Records to process section start

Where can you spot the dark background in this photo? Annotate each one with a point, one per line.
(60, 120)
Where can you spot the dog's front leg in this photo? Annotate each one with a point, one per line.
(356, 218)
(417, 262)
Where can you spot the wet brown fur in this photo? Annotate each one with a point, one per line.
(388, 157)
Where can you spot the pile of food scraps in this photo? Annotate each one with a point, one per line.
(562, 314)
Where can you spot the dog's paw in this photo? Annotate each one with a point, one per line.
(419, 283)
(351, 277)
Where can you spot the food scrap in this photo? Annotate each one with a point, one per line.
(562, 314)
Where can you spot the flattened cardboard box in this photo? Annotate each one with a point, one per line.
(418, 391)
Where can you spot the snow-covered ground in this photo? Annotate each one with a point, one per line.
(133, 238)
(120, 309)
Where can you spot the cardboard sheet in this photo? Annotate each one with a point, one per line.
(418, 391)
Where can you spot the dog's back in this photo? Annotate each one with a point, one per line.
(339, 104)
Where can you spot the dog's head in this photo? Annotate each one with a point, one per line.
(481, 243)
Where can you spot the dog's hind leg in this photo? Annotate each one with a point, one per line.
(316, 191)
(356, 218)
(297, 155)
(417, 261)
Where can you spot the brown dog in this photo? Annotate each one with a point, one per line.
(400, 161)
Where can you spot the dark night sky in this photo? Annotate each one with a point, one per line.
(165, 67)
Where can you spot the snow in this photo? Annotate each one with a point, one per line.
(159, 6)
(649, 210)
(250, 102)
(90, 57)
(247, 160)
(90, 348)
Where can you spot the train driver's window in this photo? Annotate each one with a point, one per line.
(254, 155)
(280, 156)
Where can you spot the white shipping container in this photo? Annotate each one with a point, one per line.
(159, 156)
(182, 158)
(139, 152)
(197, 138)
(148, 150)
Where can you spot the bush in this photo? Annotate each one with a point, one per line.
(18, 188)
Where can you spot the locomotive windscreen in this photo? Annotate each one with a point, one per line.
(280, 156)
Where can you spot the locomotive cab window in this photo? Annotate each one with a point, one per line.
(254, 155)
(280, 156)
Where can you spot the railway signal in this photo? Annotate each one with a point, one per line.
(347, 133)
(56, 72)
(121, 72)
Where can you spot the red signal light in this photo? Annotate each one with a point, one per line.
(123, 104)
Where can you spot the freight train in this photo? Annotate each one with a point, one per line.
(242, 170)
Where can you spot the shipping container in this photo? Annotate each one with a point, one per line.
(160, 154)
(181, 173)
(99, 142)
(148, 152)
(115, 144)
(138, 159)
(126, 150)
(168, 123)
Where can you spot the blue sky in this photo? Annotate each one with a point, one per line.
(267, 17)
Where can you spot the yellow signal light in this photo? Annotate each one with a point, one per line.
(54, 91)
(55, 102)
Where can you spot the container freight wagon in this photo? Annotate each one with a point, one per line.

Records to process section end

### Exercise aim
Only the lines from the one with "Where can you spot the railway" through the end of the data belong in the answer, each reproduced exactly.

### Output for this task
Where can you spot the railway signal in this photo? Annotate each one with a point, one per line.
(347, 133)
(56, 72)
(121, 72)
Where can you spot the red signal light in this photo? Annotate each one with a point, one per line.
(123, 104)
Where can you spot the freight train in this photo? Annotate each one with a point, one per line.
(242, 170)
Where can you spot the shipping container in this photo? Annotate each one with a point, one per line.
(160, 154)
(181, 173)
(99, 142)
(148, 152)
(115, 144)
(138, 159)
(126, 150)
(168, 123)
Where can you spot the blue sky in this photo? Annotate each one with a point, one per line.
(267, 17)
Where can you spot the yellow signal light in this photo? Annotate each one with a point, one per line.
(54, 91)
(55, 102)
Where can you spot the container freight wagon in this photo? Annotate each one with a point, one per line.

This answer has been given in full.